● **Records for this task**
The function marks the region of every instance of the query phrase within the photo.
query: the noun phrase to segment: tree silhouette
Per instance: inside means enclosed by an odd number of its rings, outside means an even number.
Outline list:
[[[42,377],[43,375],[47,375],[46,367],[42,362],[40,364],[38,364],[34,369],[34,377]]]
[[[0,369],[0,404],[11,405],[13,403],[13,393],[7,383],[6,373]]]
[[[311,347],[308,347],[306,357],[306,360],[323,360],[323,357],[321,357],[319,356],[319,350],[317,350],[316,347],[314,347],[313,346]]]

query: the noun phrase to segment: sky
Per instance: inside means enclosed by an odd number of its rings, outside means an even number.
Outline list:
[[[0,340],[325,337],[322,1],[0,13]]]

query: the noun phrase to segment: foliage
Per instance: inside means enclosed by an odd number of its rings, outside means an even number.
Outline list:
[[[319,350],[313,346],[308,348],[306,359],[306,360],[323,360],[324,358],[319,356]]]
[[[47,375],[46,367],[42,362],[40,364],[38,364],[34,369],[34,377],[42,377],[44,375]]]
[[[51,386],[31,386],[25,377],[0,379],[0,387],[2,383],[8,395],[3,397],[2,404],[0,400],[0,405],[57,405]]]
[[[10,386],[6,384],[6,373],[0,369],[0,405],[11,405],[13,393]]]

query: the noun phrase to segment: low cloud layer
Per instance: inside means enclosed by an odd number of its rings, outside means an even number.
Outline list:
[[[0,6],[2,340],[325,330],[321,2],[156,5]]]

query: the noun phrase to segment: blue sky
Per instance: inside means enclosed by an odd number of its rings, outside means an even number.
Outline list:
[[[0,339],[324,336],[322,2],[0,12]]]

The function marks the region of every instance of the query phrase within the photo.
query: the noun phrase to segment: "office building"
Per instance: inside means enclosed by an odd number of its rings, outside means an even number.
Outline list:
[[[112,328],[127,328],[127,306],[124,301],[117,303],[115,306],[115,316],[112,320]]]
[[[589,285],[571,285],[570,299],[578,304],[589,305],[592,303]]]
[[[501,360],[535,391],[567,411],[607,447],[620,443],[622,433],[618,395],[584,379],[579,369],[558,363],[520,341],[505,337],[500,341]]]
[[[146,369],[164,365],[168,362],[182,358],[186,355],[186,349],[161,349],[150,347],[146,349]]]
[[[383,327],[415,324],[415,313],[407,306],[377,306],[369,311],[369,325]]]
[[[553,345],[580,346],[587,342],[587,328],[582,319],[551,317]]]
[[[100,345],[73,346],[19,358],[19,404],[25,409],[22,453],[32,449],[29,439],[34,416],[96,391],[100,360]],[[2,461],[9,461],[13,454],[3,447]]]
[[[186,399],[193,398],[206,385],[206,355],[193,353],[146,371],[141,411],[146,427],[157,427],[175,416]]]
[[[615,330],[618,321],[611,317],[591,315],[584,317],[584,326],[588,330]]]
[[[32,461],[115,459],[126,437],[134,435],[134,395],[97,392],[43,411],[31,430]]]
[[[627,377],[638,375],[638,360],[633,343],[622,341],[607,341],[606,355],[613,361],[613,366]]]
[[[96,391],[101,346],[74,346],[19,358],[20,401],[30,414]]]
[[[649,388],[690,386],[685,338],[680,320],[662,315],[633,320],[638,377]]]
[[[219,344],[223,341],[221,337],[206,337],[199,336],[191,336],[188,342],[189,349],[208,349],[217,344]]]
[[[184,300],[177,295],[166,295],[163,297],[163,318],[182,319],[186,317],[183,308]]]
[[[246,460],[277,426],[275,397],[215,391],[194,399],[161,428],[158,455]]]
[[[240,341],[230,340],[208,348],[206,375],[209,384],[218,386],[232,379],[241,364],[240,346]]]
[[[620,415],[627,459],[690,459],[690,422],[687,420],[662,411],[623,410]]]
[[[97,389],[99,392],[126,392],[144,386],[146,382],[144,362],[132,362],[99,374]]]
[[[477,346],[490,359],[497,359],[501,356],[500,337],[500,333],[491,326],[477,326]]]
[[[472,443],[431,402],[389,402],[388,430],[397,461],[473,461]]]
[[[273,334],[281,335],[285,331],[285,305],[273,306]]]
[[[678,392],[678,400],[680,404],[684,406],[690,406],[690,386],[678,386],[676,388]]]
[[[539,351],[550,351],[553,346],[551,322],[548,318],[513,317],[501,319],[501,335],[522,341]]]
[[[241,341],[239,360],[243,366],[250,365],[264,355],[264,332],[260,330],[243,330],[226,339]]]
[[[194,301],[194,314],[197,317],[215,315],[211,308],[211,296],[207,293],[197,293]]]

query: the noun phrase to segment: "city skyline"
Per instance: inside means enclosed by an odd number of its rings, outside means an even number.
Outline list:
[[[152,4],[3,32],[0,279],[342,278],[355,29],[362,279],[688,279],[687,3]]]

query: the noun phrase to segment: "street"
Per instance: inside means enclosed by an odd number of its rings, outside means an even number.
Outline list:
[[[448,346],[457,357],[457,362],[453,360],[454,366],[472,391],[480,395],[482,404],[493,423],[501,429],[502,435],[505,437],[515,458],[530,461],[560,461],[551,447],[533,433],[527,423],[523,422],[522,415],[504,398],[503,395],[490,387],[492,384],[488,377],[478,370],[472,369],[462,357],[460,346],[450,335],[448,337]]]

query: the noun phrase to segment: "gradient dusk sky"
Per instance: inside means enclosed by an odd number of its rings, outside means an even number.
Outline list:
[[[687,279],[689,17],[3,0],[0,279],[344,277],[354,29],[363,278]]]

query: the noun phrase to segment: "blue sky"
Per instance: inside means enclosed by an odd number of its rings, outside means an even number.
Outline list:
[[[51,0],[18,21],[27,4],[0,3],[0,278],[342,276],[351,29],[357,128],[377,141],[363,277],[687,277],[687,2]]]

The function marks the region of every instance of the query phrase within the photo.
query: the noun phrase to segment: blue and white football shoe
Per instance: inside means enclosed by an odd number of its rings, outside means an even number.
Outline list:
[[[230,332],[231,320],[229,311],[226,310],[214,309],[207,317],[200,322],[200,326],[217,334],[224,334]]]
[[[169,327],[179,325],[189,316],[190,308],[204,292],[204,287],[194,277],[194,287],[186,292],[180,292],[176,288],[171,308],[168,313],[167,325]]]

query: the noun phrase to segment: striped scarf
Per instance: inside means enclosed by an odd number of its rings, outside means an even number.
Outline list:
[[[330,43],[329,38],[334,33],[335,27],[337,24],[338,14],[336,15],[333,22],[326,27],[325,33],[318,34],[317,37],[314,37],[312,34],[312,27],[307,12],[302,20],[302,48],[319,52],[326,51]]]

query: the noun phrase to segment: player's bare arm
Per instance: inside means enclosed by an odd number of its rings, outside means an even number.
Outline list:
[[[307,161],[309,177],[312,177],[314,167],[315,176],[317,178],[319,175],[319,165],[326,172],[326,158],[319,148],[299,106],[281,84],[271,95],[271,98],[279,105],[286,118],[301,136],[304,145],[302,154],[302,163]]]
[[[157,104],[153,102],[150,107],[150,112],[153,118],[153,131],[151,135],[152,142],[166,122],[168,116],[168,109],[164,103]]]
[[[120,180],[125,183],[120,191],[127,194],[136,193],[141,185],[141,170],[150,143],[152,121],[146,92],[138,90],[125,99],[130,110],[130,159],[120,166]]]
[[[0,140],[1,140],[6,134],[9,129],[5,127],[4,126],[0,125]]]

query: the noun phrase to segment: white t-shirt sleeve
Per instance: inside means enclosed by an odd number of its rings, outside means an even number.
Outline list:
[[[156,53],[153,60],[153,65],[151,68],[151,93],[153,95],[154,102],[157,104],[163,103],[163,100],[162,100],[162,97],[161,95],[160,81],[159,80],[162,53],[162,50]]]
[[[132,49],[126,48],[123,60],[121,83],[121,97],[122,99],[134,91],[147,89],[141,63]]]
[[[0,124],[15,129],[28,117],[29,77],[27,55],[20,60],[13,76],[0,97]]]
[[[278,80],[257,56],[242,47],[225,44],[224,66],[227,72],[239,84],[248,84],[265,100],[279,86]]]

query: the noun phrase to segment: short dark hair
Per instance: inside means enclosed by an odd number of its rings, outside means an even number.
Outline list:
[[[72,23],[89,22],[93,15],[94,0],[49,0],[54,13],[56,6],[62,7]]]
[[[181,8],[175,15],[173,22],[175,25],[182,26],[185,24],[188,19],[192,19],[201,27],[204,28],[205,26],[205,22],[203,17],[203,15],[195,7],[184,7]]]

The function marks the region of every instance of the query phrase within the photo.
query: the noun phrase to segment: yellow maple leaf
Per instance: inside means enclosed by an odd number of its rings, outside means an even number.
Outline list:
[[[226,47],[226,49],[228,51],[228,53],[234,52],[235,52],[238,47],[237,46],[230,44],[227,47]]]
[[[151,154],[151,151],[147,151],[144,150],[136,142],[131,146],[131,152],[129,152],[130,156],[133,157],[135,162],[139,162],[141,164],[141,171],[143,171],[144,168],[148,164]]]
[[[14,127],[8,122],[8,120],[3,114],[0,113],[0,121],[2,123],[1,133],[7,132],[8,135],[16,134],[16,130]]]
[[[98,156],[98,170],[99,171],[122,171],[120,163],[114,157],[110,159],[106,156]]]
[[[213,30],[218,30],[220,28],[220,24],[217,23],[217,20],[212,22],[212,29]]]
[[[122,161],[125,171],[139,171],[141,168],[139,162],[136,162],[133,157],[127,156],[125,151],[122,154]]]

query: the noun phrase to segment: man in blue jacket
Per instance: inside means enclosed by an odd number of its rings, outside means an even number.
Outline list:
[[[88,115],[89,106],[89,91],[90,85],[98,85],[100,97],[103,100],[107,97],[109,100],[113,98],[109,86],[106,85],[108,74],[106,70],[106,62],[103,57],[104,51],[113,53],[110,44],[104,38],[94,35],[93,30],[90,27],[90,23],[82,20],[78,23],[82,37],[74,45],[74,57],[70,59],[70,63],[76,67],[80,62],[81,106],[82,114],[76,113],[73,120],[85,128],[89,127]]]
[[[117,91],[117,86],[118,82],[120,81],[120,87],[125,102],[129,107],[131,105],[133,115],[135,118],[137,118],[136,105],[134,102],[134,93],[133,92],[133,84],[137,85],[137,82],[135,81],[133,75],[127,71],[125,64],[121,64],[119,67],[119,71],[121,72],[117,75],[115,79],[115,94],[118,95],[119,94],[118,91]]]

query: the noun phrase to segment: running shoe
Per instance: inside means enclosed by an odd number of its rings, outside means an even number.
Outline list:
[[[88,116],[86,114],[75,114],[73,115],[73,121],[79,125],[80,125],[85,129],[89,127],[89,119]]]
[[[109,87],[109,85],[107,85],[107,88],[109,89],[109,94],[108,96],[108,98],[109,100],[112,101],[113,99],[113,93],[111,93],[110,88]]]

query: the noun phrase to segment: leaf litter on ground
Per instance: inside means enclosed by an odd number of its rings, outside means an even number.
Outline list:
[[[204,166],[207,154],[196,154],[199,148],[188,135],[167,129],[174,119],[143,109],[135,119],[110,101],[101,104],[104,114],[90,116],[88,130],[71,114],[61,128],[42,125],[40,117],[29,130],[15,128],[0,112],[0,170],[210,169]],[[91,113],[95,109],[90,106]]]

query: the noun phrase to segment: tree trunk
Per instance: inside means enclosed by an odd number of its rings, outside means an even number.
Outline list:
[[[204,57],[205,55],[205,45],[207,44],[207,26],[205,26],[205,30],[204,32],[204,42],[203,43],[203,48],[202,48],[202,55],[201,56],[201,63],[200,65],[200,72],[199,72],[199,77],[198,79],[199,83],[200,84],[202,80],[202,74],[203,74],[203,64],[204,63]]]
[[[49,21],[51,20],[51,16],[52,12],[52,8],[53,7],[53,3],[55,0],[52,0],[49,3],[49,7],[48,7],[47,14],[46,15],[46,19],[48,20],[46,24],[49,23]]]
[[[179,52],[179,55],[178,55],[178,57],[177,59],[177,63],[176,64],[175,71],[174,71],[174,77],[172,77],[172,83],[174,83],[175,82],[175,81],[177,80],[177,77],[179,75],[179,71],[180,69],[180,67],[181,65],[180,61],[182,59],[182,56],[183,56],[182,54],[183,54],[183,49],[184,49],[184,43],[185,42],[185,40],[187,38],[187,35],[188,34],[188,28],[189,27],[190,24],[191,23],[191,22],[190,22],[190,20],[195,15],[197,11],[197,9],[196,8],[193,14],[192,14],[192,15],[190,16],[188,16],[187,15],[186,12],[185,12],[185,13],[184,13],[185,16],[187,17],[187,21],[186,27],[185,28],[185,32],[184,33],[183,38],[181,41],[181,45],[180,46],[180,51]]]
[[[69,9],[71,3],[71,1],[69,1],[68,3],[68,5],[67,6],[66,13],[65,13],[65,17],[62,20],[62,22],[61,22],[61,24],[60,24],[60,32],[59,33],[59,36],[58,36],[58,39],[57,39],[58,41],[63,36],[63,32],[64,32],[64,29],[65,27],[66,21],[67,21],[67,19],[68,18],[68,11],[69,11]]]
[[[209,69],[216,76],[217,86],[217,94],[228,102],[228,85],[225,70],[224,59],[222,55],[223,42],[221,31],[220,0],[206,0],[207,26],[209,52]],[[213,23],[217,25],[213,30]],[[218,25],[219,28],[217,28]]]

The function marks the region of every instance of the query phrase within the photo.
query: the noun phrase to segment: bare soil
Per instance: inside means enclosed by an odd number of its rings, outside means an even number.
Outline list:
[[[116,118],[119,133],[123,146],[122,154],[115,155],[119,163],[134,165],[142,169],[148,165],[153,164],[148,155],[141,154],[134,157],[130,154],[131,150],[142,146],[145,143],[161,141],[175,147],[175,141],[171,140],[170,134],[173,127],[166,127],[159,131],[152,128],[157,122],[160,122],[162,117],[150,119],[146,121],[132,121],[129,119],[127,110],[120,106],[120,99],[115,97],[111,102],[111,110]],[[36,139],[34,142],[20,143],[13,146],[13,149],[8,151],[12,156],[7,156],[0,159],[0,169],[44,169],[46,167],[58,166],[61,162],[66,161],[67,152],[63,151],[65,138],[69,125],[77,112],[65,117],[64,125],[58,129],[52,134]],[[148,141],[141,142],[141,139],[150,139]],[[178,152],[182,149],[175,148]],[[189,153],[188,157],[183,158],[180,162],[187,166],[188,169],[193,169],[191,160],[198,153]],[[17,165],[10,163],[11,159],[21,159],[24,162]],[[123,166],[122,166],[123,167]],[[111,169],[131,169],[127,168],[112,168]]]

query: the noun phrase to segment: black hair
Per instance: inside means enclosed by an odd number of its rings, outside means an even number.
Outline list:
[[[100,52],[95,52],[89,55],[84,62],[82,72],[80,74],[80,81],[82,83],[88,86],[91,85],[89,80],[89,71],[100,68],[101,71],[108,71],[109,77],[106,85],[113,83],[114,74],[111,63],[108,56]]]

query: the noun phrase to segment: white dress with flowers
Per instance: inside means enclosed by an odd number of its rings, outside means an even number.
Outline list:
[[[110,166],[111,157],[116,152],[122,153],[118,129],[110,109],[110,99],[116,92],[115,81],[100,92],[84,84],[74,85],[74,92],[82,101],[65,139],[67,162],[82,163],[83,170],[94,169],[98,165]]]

● **Task brief**
Can you express the material from its start through the line containing "[[[0,339],[324,336],[322,2],[0,12]]]" as a Markdown table with the columns "Row" and "Line", leaving out blank lines?

● **Full response**
| Row | Line |
|---|---|
| 1 | The function marks the region of every instance of the query phrase within the photo. |
| 2 | query: the noun phrase to segment: tree silhouette |
| 3 | Per instance: inside means enclosed by an odd number of its rings, outside means an even number. |
| 4 | Outline list: |
| 5 | [[[42,377],[43,375],[47,375],[46,367],[42,362],[40,364],[38,364],[34,369],[34,377]]] |
| 6 | [[[0,369],[0,404],[11,405],[13,403],[13,393],[7,383],[6,373]]] |
| 7 | [[[311,347],[308,347],[306,357],[306,360],[323,360],[323,357],[321,357],[319,356],[319,350],[317,350],[316,347],[314,347],[313,346]]] |
| 8 | query: the noun phrase to segment: sky |
| 9 | Per instance: inside means enclosed by an odd number of its rings, outside means an even number. |
| 10 | Outline list: |
| 11 | [[[0,340],[325,337],[322,1],[0,13]]] |
| 12 | query: the noun phrase to segment: foliage |
| 13 | Per instance: inside means enclosed by an odd number of its rings, outside means an even number. |
| 14 | Outline list: |
| 15 | [[[319,350],[313,346],[308,348],[306,359],[306,360],[323,360],[324,358],[319,356]]] |
| 16 | [[[47,375],[46,367],[42,362],[40,364],[38,364],[34,369],[34,377],[42,377],[44,375]]] |
| 17 | [[[51,386],[31,386],[25,377],[0,379],[0,387],[2,383],[8,395],[3,397],[2,404],[0,400],[0,405],[57,405]]] |
| 18 | [[[10,386],[6,384],[6,373],[0,369],[0,405],[11,405],[13,393]]] |
| 19 | query: the noun phrase to segment: low cloud layer |
| 20 | Per instance: inside means enclosed by an odd number of its rings, outside means an even number. |
| 21 | Outline list: |
| 22 | [[[0,6],[2,340],[325,330],[321,2],[156,5]]] |
| 23 | query: the noun phrase to segment: blue sky |
| 24 | Per instance: inside means enclosed by an odd number of its rings, outside means an even number. |
| 25 | Outline list: |
| 26 | [[[0,339],[324,336],[322,2],[0,12]]] |